### Exercise objective
Keep only the lines in the records below that contain the word "water", copying each one in full. A match must have the same letter case.
________________________________________
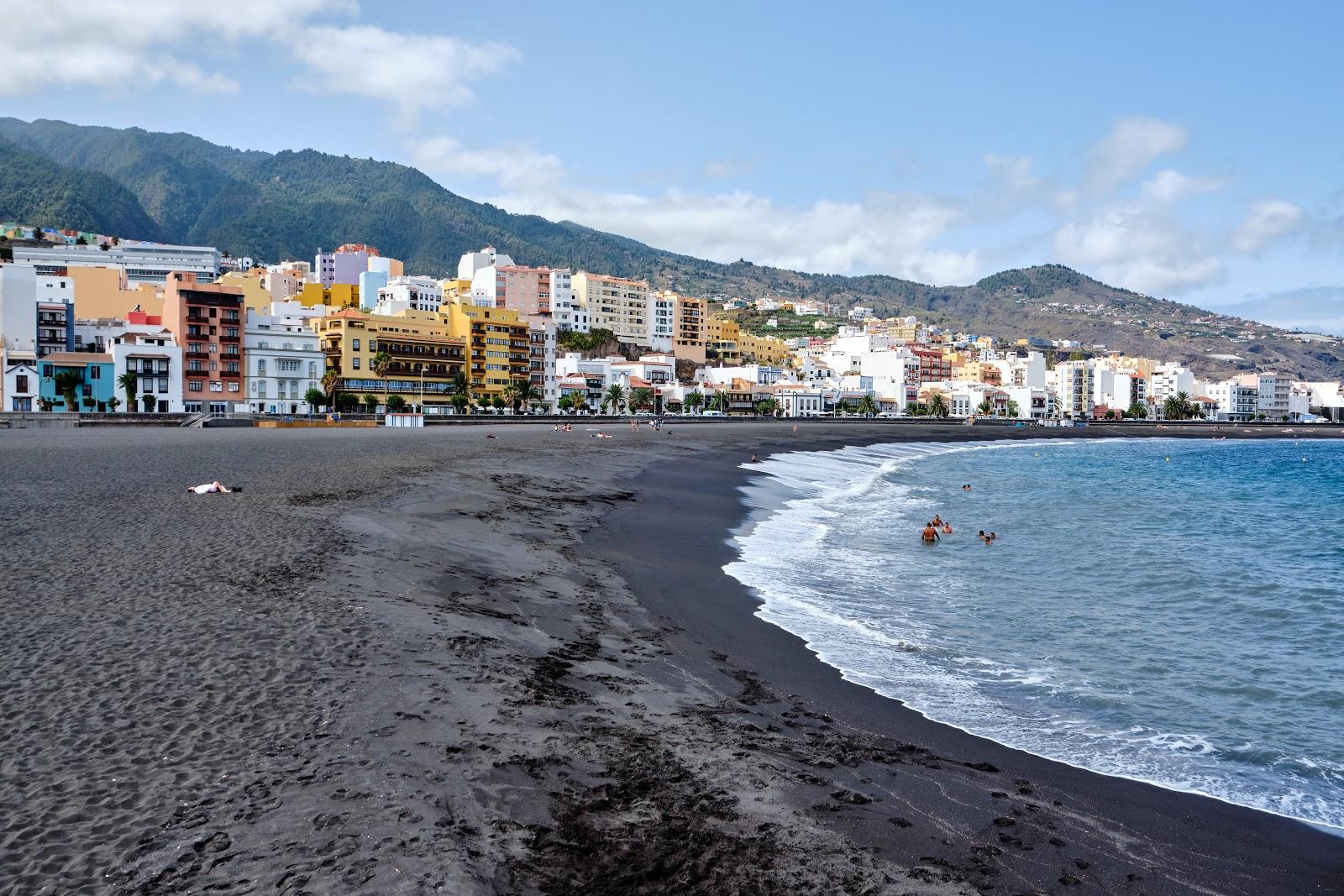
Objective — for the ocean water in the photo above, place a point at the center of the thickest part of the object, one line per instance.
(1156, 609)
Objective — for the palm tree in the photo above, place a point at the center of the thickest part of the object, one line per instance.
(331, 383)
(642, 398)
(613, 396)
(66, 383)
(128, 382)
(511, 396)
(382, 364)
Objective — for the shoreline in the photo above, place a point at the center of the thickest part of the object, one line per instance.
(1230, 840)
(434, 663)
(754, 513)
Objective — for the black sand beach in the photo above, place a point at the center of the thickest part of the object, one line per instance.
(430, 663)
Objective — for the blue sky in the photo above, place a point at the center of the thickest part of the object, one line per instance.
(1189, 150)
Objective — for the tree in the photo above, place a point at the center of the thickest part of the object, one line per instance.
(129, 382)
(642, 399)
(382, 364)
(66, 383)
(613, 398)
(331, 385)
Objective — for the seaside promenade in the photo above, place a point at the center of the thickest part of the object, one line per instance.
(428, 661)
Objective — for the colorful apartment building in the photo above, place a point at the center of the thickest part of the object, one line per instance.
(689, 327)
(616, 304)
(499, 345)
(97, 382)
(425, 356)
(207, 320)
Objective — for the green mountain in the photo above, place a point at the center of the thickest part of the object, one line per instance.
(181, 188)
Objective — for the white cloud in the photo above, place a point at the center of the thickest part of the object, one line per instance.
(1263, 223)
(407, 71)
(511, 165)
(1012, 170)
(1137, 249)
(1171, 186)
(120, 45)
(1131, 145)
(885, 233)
________________________________________
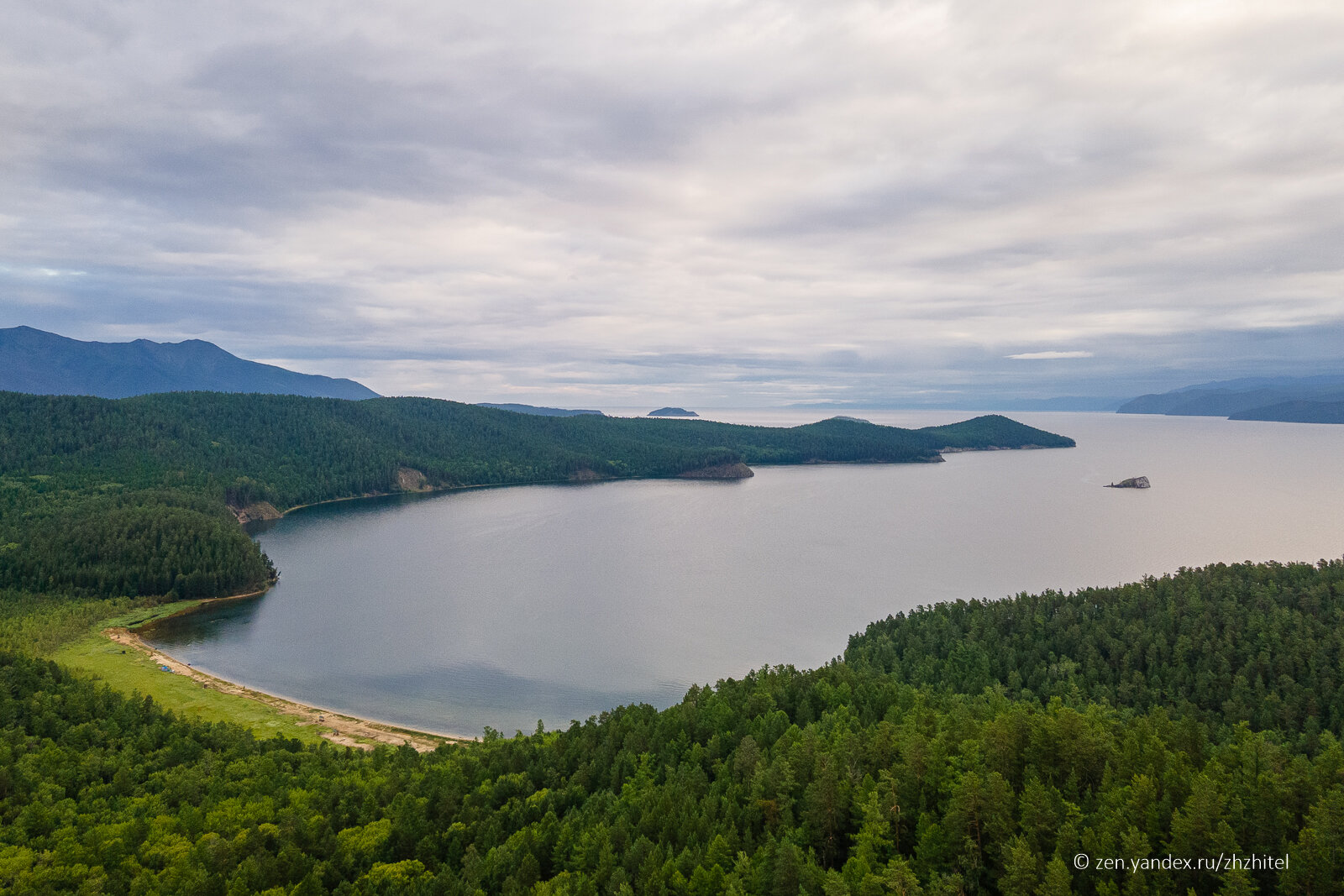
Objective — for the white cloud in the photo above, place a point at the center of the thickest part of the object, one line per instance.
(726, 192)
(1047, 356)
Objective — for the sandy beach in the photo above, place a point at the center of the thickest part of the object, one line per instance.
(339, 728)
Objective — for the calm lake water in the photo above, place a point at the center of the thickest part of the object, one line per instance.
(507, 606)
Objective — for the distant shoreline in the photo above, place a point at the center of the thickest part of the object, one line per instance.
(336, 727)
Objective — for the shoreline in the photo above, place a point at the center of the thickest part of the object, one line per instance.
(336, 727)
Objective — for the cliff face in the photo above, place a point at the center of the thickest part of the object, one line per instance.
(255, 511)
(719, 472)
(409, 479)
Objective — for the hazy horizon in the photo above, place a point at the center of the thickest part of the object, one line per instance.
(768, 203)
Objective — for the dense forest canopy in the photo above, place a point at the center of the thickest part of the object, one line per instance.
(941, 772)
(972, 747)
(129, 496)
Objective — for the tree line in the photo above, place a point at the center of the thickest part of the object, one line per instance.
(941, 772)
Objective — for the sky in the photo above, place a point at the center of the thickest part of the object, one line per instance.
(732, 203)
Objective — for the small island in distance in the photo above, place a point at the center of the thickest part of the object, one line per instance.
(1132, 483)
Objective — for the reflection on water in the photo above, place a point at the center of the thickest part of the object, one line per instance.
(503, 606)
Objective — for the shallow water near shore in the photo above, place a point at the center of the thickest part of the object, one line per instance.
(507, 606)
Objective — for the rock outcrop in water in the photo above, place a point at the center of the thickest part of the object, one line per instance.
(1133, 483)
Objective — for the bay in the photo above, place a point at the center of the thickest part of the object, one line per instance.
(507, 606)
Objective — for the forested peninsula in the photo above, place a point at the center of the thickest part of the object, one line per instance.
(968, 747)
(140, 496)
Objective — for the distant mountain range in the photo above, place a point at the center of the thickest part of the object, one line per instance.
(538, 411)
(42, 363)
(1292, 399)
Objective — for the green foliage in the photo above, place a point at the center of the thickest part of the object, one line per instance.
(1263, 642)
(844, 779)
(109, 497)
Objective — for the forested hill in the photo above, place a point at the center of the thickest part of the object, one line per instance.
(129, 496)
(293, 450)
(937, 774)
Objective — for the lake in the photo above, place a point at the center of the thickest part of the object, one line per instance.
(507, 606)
________________________________________
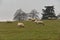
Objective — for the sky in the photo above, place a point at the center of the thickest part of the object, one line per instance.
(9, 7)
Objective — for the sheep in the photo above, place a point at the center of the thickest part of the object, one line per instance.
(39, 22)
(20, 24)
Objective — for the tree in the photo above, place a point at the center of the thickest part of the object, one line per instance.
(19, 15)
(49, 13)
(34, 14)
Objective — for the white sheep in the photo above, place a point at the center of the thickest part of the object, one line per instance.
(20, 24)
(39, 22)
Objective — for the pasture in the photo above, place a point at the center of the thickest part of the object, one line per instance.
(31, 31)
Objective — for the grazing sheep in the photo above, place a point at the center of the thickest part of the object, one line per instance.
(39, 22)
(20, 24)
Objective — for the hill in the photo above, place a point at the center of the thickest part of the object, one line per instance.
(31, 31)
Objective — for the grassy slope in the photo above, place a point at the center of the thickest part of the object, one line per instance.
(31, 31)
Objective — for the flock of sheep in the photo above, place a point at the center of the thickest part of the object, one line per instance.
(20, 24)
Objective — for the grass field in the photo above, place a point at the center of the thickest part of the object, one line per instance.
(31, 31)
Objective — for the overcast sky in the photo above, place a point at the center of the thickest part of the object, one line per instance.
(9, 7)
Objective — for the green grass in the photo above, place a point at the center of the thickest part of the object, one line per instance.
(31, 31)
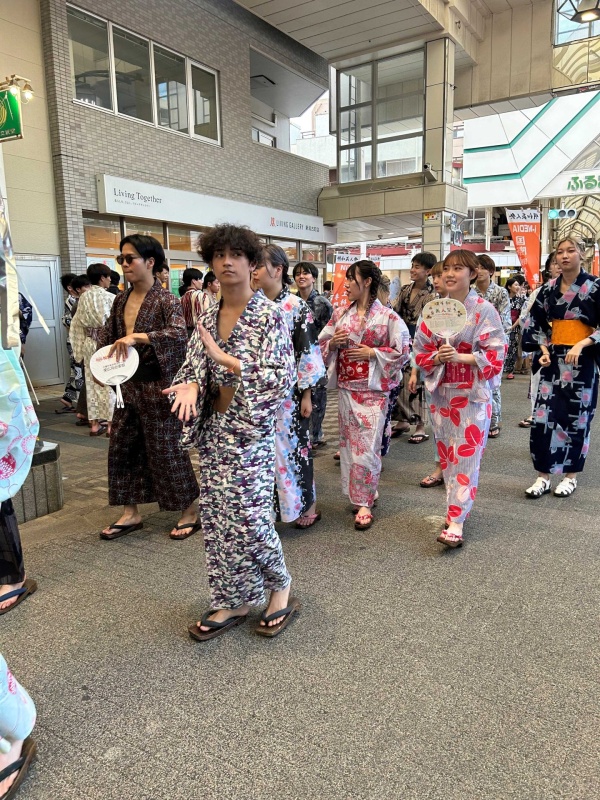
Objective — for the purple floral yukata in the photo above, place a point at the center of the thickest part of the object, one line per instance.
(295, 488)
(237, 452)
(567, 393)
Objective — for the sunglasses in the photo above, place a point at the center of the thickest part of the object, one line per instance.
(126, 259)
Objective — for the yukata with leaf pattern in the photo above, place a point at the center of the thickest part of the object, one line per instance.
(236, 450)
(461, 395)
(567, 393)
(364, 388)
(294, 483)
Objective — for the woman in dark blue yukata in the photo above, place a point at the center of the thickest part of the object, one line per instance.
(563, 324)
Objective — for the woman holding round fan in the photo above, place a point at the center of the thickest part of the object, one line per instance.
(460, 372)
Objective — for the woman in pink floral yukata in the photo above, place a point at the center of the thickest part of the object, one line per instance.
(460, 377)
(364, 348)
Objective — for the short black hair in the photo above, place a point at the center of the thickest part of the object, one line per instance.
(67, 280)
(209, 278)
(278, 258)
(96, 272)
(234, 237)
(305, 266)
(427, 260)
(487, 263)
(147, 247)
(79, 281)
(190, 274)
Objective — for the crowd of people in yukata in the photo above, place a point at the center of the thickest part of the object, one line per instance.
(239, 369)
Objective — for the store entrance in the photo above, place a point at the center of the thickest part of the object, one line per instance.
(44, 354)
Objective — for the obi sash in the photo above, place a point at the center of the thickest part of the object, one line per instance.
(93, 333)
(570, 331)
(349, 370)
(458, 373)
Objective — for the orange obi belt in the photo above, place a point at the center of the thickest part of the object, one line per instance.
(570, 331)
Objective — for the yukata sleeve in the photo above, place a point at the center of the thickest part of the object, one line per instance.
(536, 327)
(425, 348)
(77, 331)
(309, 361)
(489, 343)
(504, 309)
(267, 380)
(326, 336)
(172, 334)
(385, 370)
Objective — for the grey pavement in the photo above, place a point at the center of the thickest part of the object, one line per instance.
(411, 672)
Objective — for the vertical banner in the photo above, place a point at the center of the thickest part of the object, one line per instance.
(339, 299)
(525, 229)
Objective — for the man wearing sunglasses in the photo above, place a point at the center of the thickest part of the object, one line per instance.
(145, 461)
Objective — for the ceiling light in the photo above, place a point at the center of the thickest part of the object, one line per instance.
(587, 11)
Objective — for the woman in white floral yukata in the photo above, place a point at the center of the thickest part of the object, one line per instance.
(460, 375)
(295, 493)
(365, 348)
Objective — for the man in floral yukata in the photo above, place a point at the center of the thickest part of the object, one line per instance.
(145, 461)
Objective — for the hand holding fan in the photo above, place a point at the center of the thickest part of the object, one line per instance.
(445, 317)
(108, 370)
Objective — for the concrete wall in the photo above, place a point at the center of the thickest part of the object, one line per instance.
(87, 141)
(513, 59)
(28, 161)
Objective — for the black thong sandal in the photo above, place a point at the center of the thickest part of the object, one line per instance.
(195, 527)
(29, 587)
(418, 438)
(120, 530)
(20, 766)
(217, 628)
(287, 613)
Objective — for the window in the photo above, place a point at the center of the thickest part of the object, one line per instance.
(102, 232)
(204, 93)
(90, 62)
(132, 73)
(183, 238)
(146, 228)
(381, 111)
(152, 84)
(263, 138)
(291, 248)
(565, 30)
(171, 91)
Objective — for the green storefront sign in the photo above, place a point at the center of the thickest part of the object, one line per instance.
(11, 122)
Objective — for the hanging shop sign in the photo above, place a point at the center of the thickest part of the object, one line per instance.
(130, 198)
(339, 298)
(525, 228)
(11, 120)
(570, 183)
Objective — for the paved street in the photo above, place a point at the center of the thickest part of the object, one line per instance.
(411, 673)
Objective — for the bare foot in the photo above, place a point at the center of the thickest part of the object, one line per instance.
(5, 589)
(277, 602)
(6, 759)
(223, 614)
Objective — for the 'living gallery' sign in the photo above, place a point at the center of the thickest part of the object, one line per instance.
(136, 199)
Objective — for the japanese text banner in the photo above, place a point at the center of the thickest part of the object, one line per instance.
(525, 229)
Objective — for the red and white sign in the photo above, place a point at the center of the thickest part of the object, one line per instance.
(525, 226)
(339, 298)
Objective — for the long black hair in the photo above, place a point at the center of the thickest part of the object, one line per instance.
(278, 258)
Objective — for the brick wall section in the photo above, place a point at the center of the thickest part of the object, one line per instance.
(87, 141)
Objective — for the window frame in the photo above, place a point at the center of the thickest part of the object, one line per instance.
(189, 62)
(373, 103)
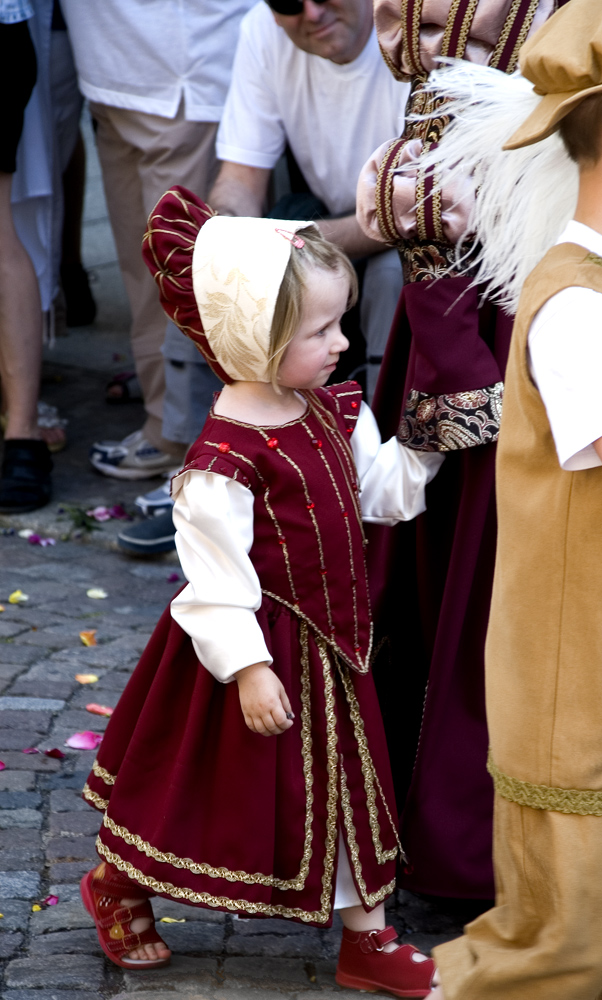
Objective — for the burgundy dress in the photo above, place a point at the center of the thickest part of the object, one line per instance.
________________________________________
### Response for this exercise
Objective — for the ocean water in the photo above, place a point at the center of the thickest part of the object, one line per instance.
Objective — for the calm lake water in the photo above, place a point at the center of the thickest part of the object, one line per instance.
Objective — for the reflection on water in the photo above, place a point at the center of the thickest part of the object, one line per instance.
Objective — for the shallow water near shore in the photo above, place a point at the center of the thickest part of the object, one line per instance.
Objective — for the rock outcrop in water in the photo above, place a point at the center of the thickest part of the object, one line per instance.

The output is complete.